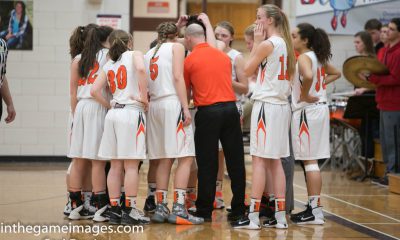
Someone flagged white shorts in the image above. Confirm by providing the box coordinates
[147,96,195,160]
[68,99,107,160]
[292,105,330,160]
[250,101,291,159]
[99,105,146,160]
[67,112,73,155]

====

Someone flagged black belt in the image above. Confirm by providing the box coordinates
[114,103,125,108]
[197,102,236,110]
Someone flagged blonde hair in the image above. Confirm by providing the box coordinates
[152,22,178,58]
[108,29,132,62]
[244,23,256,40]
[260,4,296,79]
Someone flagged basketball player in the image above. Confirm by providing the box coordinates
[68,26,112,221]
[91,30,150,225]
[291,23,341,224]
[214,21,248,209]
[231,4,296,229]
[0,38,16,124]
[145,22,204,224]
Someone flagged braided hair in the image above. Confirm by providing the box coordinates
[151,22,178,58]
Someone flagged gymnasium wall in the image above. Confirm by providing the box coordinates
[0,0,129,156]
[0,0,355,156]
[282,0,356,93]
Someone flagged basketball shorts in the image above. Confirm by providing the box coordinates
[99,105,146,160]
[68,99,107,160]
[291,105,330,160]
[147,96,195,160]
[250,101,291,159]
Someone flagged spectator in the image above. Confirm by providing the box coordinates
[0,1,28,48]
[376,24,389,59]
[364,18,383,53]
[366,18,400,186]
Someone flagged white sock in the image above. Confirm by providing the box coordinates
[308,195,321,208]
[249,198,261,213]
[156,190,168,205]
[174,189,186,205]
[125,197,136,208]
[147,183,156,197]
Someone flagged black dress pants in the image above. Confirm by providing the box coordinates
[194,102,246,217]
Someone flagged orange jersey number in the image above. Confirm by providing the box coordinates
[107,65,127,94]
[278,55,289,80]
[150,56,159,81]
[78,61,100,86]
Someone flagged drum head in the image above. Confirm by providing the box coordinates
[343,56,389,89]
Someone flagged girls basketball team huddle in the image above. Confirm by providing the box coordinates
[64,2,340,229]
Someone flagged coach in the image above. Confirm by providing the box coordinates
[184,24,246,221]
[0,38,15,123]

====

--- Task directions ---
Starting with the line containing "Someone flagged coach" and going through the line containing "[0,38,15,123]", turn those lines into a JSON list of strings with one string per line, leaving out any blank lines.

--- Reply ---
[
  "Someone flagged coach in the image above. Confirm by providing the box coordinates",
  "[184,24,246,221]",
  "[0,38,15,123]"
]